→ **DO THIS**
Swap "Put a dot on" for "Place a marker on" everywhere it appears in the records below, and reproduce them with nothing else changed.
··· INFORMATION SHOWN
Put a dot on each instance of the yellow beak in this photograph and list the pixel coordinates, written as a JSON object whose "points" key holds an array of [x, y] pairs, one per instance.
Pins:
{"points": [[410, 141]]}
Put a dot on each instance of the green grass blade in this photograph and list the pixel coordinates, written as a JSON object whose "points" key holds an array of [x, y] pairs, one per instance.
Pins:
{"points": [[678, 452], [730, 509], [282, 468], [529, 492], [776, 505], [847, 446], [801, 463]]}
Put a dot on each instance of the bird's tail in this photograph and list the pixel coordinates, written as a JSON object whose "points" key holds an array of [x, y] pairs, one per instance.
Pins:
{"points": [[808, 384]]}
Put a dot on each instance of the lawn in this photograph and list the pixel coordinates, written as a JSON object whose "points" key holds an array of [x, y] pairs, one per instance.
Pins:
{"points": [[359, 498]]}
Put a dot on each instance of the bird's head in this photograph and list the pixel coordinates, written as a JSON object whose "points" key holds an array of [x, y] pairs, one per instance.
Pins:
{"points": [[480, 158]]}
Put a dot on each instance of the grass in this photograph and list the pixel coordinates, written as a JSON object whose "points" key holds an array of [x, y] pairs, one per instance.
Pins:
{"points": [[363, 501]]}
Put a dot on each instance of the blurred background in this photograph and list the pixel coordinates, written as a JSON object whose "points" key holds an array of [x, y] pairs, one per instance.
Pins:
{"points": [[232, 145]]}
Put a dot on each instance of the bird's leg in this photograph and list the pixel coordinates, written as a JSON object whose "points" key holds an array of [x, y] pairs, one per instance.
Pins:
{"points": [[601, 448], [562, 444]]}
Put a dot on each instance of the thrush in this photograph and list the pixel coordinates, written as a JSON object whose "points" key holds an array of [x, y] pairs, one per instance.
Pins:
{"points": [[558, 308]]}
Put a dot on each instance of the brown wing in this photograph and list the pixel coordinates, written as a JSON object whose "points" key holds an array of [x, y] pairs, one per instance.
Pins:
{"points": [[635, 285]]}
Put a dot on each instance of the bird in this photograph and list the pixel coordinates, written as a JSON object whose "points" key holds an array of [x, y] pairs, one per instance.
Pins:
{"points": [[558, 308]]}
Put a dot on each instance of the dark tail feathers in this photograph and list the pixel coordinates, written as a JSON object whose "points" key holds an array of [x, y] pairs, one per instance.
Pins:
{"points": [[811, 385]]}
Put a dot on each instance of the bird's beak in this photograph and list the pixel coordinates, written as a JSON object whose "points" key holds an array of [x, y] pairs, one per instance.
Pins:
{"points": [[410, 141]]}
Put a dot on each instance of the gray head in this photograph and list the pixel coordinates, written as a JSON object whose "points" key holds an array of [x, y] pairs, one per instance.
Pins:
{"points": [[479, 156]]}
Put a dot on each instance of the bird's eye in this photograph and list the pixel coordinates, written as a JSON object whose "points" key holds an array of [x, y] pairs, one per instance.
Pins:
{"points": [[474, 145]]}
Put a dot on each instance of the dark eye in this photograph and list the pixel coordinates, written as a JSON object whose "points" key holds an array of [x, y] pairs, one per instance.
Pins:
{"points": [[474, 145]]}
······
→ **THE RESPONSE**
Place a marker on each instance of the yellow beak in this photograph and list the pixel coordinates, written as a JSON object whose "points" key holds an array of [x, y] pairs, one per instance.
Pins:
{"points": [[410, 141]]}
Place a marker on each instance of the green grass blade in this photograph and list the pixel coordinates, written as a JSON object whose "points" key holds an array of [x, y] pairs, one per instance.
Pins:
{"points": [[678, 452], [730, 509], [282, 468], [529, 492], [776, 505], [847, 446], [801, 463]]}
Place a marker on each instance of the bird's tail in this photograph and list the pixel coordinates, written as a JSON object whose "points" key holds an array of [x, y] pairs, one per instance.
Pins:
{"points": [[808, 384]]}
Place a marker on each instance of the lawn in this photograph and list the pixel coordinates, written as a JSON object whose "points" key holds an array of [x, y] pairs, one per instance.
Pins:
{"points": [[359, 498]]}
Place a marker on each instance of the bird's head in this photograph and list the pixel coordinates, written as a JSON object whose "points" key holds an array of [x, y] pairs, one per instance.
Pins:
{"points": [[480, 158]]}
Place a marker on each instance of the grass in this photograph and list the pixel coordinates, written as a JSON object whose "points" key holds an array of [x, y] pairs, one per instance.
Pins:
{"points": [[363, 501]]}
Place a marker on each instance of the blurred background in this photograph and list the pixel coordinates, written as a JSON object whose "points" key holds an array of [x, y] pairs, one per instance.
Pins:
{"points": [[232, 145]]}
Place a marker on each instance of the bird's leg in this photograph and list the pixel coordinates, written as a JSON object whose "points" key holds an array of [x, y] pairs, one per instance.
Pins:
{"points": [[601, 448], [562, 444]]}
Place a marker on each instance of the thrush in this photograph and list the pixel coordinates, written as a JSON object whose "points" key holds an array of [x, y] pairs, one per instance.
Pins:
{"points": [[558, 308]]}
Place a marker on each instance of the brown wing in this photograph and list the pixel coordinates, written as a JSON object whose "points" key holds an array of [x, y] pairs, one per instance.
Pins:
{"points": [[635, 285]]}
Place a marker on each instance of the bird in this photograph and list the pixel coordinates, written as a JSON object whose "points" key holds an array of [x, y] pairs, one per instance.
Pins:
{"points": [[558, 308]]}
Place a marker on each instance of the dark tail feathers in this photograph and list the pixel coordinates, written as a JSON object whose "points" key holds an array of [x, y] pairs, one per instance.
Pins:
{"points": [[811, 385]]}
Place a marker on each instance of the bird's beak in this photograph and list the pixel coordinates, written as a JSON object whose "points" key holds an array of [x, y] pairs, one per instance.
Pins:
{"points": [[410, 141]]}
Place a marker on each instance of the gray head in this photograph and list the pixel coordinates, written as a JSON object whose "points" key holds an array of [x, y] pairs, one per instance.
Pins:
{"points": [[479, 156]]}
Place a marker on each instance of the bird's eye in this photograph and list the pixel coordinates, written as a JSON object whose "points" key holds an array of [x, y] pairs, one per instance.
Pins:
{"points": [[474, 145]]}
Place a marker on each instance of the dark eye in this photograph and list the pixel coordinates, written as a JSON object whose "points" key holds an array of [x, y] pairs, one per instance.
Pins:
{"points": [[474, 145]]}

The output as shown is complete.